Con l’autore, «la Lettura» si sposta in un’altra isola, anche questa ex sede di un manicomio (maschile): San Servolo. Oggi qui c’è il Museo del manicomio; una farmacia (nata nel 1716) e un Archivio con oltre 50 mila cartelle cliniche di ex pazienti, e alcune lettere che Dalser inviava al suo ex amante. Commenta Massimi: «Dalla fine dell’Ottocento inizia il “grande internamento”: tra il 1927 e il 1941 gli internati manicomiali d’Italia passarono da 40 mila a 65 mila. Bastava essere oziosi, dediti all’alcol o facinorosi, esuberanti, anarchici, per venire rinchiusi. E per le donne era peggio: per il fascismo erano madri e mogli; tutto il resto era devianza. Venivano rinchiuse se considerate isteriche, svogliate, interessate a cose a cui non dovevano, come la politica o il sesso. Persino la violenza sessuale subita era causa di confino. E spesso erano i mariti a denunciarle. Queste donne erano chiamate le malacarne». Le isole della Laguna, nella storia, sono state usate per emarginare: matti, appestati, lebbrosi, ma anche i morti e i monaci. La chiamavano la «cintura sanitaria di Venezia».
In Le furie di Venezia i protagonisti inseguono l’infelice storia di madre e figlio: prima provano a liberare Dalser, fallendo. Poi, anni più tardi, la storia di Albino viene scoperta da un commissario di Milano, Fausto Armeni, che lo trova a Mombello. Ancora una volta, il gruppo di antifascisti prova a salvare una delle vittime di questa vicenda, e a piegare il Duce di fronte a uno scandalo. In una trama che parte da fatti storici (Massimi spiega che i documenti citati nel libro sono trascritti dagli originali, refusi compresi) e che si annoda a ritmo e a intrighi del giallo, tra scene di spionaggio e tradimenti. «Il romanzo storico è il genere di oggi e di domani – aggiunge l’autore —. Il futuro del romanzo storico è nel passato, ed è il genere della nostra epoca, che è smemorata, è l’epoca della chiavetta Usb, del cellulare con migliaia di foto. E quando c’è tutto questo rumore, le cose si perdono. Viviamo in un eterno presente, i social sono l’attimo; siamo, avrebbe detto Friedrich Nietzsche, schiavi dell’attualità».

########

Consegne:
1. Secondo il brano, quante cartelle cliniche di ex pazienti conserva l'Archivio di San Servolo?
2. Continua il brano, per favore, subito dopo la citazione di Nietzsche con cui si chiude.

########

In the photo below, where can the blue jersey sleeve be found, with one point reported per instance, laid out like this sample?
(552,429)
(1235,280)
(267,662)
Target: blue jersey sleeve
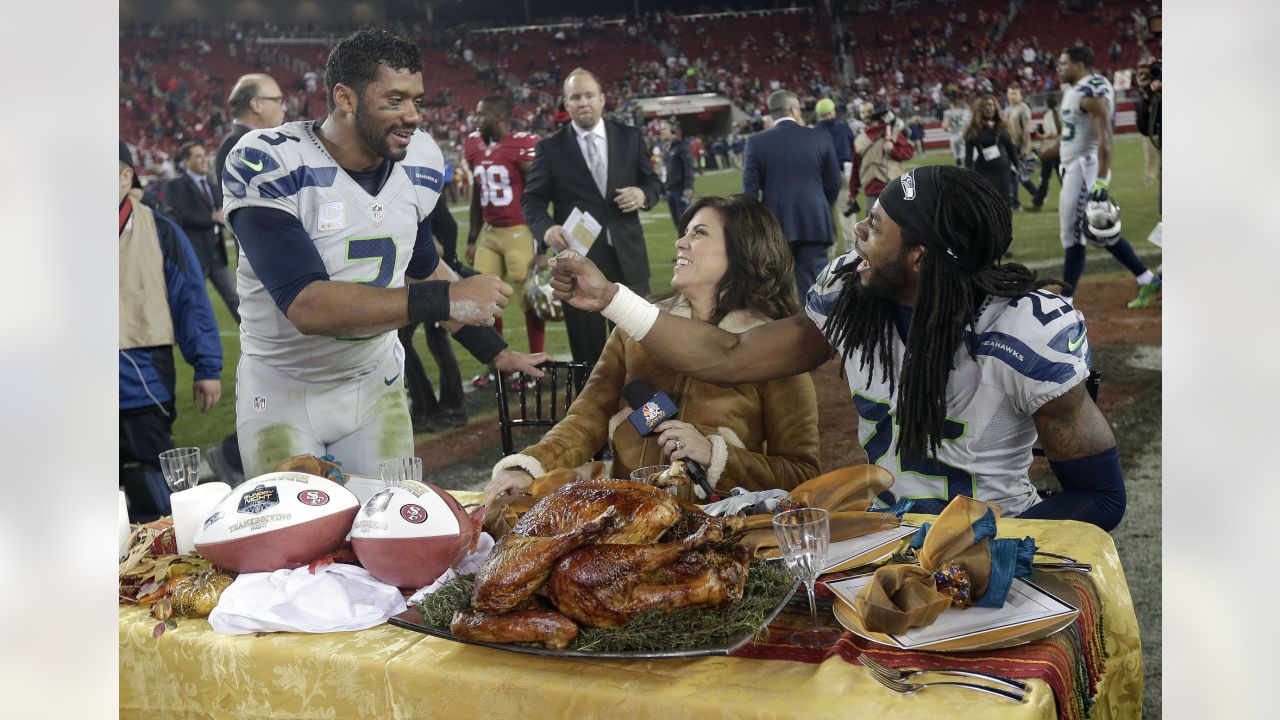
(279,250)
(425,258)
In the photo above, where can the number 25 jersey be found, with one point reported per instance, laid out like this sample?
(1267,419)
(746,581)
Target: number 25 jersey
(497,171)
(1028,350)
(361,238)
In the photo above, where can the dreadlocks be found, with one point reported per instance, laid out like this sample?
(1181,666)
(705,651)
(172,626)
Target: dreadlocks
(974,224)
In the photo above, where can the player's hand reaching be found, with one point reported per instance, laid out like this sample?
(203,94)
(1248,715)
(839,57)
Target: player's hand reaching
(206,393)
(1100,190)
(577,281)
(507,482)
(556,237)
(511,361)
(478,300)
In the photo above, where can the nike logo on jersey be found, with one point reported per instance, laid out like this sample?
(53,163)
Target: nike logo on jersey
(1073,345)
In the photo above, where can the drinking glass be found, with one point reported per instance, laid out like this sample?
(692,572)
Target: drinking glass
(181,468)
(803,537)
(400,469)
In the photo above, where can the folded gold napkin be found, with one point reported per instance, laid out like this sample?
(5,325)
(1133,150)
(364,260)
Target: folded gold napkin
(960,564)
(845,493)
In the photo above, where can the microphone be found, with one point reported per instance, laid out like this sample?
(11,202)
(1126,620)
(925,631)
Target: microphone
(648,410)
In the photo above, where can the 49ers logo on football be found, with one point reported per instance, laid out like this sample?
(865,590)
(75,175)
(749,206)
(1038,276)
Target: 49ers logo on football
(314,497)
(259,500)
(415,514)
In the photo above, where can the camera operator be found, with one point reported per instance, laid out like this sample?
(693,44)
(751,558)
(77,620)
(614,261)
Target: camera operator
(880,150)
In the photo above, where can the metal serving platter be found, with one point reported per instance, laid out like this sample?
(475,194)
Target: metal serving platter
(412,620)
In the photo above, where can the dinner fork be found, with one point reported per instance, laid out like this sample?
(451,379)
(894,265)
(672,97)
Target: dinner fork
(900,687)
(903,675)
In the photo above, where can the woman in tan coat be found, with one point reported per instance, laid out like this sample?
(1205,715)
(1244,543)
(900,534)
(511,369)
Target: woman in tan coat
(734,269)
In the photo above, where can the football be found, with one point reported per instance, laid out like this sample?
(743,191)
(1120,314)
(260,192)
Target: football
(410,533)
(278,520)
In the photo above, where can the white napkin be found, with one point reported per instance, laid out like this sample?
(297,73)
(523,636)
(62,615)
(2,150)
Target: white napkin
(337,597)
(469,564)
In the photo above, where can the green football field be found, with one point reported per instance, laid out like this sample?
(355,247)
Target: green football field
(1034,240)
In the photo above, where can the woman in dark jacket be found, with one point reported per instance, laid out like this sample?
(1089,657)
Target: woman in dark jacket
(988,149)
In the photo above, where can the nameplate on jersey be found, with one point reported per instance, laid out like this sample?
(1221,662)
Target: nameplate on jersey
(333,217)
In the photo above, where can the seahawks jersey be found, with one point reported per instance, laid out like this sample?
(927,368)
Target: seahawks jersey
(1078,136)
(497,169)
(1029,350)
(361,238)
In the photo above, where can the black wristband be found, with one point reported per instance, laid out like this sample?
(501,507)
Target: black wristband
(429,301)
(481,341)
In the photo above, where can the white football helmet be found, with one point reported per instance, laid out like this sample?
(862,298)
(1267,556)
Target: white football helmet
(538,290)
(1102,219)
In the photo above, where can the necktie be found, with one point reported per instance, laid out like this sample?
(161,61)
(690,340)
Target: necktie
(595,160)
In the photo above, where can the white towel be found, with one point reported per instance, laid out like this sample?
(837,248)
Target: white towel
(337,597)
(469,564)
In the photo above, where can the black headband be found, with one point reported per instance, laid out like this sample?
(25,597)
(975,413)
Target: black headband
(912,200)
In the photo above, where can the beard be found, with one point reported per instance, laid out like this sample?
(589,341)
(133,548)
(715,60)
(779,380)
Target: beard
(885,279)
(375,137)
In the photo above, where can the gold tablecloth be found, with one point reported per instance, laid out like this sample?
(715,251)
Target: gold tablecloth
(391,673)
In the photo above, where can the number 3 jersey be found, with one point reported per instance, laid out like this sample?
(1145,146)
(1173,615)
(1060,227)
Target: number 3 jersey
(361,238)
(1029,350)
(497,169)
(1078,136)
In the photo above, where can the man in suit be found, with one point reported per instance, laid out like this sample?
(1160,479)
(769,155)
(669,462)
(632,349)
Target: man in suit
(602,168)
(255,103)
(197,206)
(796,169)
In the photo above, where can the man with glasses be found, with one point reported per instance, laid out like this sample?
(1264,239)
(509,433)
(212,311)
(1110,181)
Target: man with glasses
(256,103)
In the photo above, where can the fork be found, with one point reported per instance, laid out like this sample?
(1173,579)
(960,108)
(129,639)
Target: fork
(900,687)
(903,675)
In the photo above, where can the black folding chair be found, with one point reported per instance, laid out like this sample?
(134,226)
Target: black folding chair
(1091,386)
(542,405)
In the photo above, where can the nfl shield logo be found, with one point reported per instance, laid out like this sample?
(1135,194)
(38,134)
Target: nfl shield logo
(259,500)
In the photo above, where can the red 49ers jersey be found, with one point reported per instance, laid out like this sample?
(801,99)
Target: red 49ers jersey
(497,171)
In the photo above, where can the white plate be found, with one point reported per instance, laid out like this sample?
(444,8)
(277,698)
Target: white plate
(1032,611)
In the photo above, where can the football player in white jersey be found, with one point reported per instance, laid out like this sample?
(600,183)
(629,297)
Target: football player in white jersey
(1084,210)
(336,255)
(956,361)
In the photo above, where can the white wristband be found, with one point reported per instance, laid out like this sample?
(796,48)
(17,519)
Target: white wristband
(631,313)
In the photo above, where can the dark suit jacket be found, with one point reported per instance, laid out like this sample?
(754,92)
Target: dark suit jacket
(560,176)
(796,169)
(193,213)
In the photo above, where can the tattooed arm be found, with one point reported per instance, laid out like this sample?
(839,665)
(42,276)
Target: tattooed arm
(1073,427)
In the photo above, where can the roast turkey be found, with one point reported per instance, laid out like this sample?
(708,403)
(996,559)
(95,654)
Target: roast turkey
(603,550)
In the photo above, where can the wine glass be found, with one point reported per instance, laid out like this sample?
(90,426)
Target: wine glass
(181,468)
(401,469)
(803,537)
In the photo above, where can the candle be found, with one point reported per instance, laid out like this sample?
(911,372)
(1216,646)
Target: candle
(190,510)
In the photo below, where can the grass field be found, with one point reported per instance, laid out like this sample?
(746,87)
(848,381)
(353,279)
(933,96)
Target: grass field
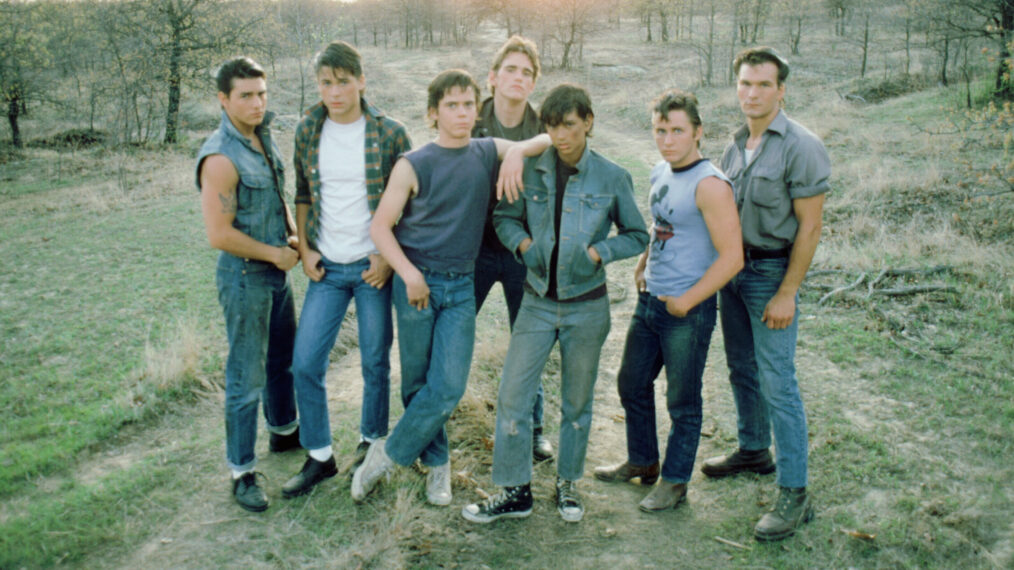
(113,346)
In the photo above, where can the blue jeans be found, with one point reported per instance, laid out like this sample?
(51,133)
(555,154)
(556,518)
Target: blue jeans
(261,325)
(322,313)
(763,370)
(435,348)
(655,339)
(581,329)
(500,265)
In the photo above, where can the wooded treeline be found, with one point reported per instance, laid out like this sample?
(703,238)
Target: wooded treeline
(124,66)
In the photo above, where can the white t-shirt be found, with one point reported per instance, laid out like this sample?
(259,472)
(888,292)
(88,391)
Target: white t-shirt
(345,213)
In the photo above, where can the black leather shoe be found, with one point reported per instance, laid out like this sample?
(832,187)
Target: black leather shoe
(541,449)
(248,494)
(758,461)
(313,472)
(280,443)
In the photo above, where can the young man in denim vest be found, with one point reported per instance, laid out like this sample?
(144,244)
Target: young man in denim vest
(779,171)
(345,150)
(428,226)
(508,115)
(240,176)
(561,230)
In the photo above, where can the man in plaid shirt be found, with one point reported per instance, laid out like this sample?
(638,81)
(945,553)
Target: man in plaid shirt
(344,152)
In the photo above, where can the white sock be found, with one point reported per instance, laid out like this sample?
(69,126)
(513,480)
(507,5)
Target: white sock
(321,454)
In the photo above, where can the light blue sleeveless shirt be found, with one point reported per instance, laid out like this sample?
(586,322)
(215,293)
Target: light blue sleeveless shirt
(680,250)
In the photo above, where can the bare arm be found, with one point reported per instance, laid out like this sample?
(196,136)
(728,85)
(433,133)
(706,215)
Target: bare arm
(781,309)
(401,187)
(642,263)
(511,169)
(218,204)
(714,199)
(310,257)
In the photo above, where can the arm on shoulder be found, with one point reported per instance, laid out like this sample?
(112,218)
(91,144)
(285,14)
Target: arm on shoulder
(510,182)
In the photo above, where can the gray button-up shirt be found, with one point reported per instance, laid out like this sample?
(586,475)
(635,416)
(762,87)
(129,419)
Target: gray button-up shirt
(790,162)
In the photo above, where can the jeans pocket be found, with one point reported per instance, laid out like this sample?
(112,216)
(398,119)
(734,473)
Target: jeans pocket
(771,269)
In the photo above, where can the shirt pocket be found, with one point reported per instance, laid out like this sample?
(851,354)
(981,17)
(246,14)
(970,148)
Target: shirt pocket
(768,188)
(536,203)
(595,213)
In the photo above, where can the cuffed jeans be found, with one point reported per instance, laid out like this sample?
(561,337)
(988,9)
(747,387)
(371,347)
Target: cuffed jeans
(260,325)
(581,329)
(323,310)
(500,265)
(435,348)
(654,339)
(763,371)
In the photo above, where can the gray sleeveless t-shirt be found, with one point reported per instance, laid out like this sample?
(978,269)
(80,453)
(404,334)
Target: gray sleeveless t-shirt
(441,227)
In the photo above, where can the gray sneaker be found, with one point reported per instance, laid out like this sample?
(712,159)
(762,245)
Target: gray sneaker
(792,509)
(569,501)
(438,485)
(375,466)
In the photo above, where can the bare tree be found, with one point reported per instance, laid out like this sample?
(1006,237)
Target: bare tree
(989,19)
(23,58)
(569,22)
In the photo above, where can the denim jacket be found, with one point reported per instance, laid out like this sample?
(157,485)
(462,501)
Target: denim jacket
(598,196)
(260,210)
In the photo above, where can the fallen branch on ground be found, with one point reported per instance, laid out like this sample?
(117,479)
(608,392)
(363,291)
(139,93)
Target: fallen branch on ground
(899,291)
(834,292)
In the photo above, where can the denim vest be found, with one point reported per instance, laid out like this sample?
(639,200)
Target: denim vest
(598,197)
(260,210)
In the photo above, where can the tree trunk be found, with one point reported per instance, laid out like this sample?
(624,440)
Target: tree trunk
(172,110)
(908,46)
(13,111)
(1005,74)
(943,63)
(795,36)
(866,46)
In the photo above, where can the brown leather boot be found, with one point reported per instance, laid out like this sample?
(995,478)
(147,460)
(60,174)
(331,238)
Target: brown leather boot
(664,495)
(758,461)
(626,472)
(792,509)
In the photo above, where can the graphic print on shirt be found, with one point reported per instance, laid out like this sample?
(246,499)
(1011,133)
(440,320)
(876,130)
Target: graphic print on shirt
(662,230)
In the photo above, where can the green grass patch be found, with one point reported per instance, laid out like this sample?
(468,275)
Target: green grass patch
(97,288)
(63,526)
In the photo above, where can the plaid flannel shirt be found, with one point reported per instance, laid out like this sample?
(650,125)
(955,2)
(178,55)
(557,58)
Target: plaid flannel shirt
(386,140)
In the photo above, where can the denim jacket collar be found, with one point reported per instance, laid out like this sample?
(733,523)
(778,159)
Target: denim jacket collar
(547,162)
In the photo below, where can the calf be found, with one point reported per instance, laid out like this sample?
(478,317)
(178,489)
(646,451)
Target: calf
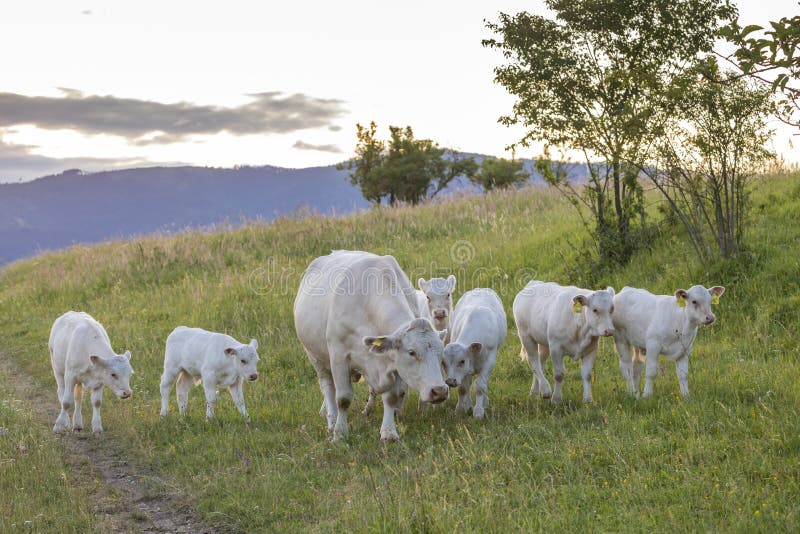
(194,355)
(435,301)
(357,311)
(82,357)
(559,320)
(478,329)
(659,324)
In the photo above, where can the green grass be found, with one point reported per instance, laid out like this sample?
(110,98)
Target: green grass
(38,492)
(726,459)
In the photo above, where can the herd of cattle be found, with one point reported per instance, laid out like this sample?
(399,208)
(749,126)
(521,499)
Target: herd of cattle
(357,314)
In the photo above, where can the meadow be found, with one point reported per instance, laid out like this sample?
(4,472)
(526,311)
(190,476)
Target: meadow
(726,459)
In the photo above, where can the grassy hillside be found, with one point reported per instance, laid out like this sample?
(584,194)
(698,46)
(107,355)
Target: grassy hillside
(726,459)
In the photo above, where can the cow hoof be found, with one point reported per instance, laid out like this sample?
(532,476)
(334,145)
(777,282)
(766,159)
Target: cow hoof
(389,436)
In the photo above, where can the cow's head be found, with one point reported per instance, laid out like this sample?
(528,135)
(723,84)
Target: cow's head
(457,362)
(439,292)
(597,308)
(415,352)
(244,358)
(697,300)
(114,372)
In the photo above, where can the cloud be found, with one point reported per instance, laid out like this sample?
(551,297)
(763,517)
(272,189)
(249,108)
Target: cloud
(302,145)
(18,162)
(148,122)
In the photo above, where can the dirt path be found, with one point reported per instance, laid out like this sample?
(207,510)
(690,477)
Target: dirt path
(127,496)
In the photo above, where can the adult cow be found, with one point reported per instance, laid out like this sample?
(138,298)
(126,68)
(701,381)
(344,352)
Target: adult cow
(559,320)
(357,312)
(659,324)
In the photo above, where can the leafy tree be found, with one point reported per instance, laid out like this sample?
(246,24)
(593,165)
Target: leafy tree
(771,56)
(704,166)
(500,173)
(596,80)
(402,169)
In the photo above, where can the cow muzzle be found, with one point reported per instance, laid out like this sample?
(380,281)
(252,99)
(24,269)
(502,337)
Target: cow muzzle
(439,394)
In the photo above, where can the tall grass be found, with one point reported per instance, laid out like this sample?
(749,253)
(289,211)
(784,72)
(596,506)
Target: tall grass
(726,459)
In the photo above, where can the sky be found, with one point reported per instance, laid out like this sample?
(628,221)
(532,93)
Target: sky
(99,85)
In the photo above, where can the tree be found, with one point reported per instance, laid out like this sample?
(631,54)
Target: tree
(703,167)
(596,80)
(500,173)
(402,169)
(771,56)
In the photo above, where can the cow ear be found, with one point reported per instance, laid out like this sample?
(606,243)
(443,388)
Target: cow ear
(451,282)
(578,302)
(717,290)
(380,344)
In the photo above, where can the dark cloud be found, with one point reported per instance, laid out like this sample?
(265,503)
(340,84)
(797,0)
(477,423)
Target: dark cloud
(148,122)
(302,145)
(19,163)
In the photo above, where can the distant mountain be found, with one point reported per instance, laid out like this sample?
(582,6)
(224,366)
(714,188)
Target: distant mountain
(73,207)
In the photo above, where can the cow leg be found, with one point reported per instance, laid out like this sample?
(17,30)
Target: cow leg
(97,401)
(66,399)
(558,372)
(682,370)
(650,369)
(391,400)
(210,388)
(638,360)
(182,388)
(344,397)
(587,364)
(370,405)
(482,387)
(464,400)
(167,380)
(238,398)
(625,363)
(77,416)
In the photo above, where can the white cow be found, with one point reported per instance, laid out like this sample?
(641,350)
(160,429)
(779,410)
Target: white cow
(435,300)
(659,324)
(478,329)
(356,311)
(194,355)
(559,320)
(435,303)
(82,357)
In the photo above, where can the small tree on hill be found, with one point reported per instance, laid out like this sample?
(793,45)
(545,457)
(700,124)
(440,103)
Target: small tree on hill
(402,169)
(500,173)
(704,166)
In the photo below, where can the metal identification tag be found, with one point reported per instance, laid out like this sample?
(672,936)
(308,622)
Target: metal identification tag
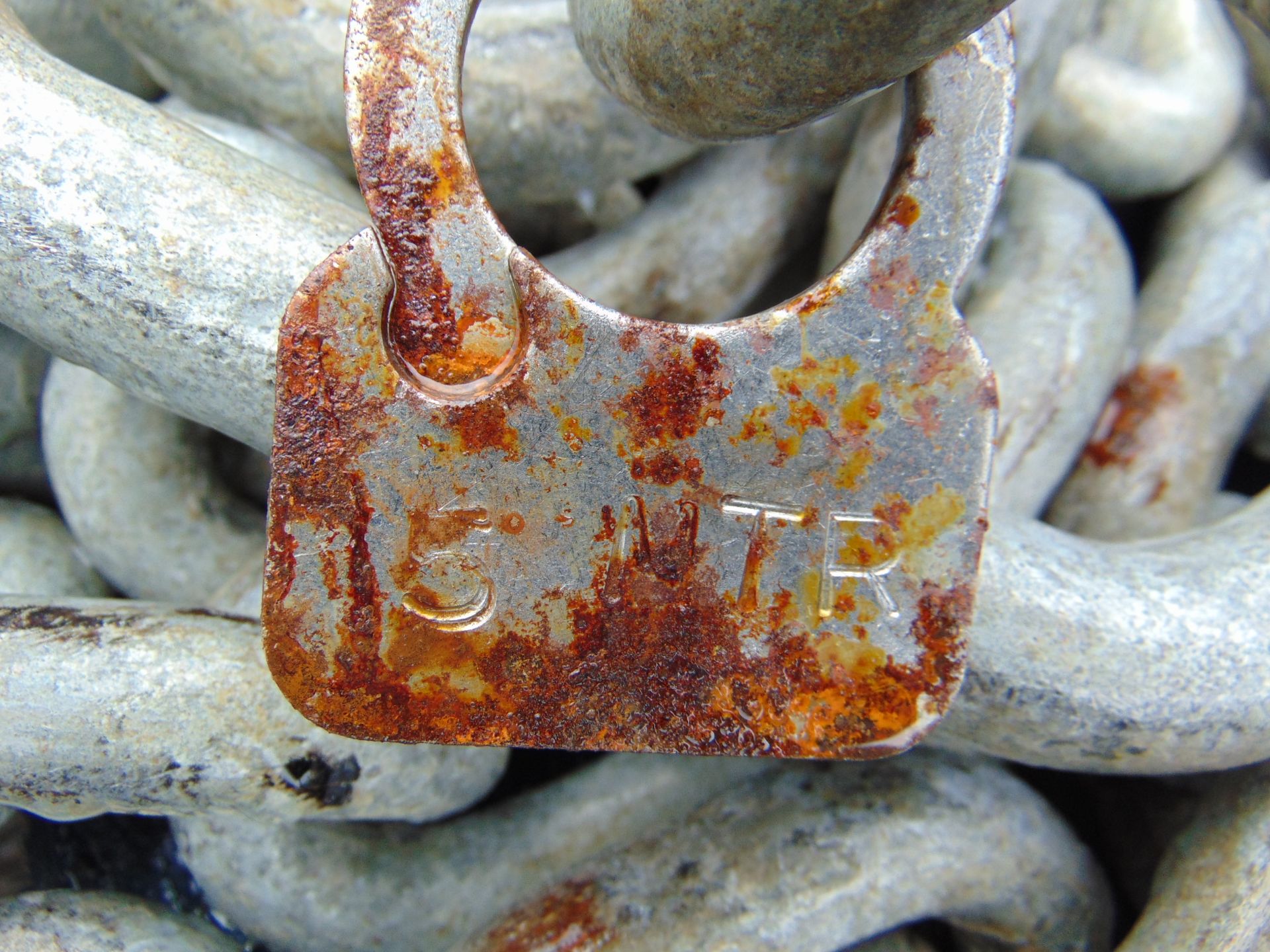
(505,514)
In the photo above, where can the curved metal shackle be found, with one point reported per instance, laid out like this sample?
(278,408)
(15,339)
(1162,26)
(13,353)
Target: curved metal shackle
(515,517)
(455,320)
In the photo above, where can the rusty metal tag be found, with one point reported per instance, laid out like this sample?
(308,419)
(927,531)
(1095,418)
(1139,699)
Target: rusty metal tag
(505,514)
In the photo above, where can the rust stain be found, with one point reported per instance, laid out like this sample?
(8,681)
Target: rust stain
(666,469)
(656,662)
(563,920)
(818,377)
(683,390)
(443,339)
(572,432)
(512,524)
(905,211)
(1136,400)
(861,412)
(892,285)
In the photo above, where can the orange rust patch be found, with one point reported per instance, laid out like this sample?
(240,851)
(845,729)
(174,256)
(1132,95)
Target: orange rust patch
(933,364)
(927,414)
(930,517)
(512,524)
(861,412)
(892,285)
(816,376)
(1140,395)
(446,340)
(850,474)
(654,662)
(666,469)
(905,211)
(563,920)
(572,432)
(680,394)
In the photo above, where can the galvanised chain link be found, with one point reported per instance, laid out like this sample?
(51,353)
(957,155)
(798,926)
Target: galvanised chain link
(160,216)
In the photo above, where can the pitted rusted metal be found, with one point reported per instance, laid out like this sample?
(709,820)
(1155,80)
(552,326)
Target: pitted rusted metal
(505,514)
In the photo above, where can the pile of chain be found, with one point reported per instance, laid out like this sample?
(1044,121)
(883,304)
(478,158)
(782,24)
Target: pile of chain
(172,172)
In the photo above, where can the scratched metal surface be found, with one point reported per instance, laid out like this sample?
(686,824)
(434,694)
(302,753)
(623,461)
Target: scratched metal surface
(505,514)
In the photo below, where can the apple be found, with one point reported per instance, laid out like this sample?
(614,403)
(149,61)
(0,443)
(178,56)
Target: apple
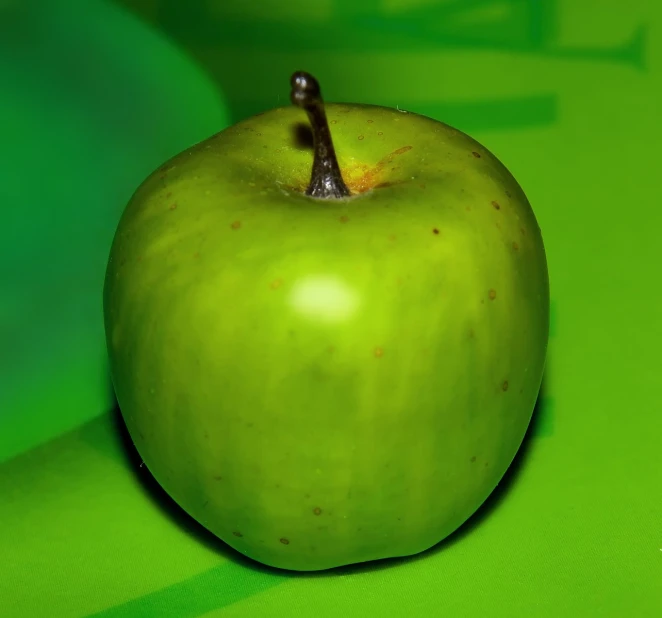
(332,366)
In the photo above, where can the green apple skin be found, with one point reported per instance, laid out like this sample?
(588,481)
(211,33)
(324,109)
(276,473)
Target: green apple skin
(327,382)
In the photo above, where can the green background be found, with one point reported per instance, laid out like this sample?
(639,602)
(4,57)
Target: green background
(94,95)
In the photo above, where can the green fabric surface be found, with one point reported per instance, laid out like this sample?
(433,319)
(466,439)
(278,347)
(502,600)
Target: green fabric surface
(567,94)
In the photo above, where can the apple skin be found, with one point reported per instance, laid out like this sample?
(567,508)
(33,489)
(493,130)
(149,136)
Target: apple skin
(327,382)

########

Soluzioni:
1. Oltre 50 mila.

2.
C’è ancora una tappa in questo tour letterario. È l’isola di San Michele, o «isola dei morti», dove ha sede il cimitero dei veneziani. Un luogo surreale, abitato solo dai defunti, dove si incontrano anche tombe illustri, quella di Igor Stravinskij o del poeta Iosif Brodskij. Il corpo di Ida Dalser, mai ritrovato, potrebbe essere qui, spiega Massimi. Che conclude: «Ho scritto Le furie di Venezia per dare giustizia a questa storia. Il titolo è un richiamo a quegli anni furibondi, ai tanti “furiosi”, fuori di senno, incontrati dai miei protagonisti. Poi ci sono le figure delle Furie, che vendicano i deboli, i torti. I miei personaggi incontrano un torto, una grande ingiustizia, e decidono di vendicarla. E non si fermeranno davanti a nulla».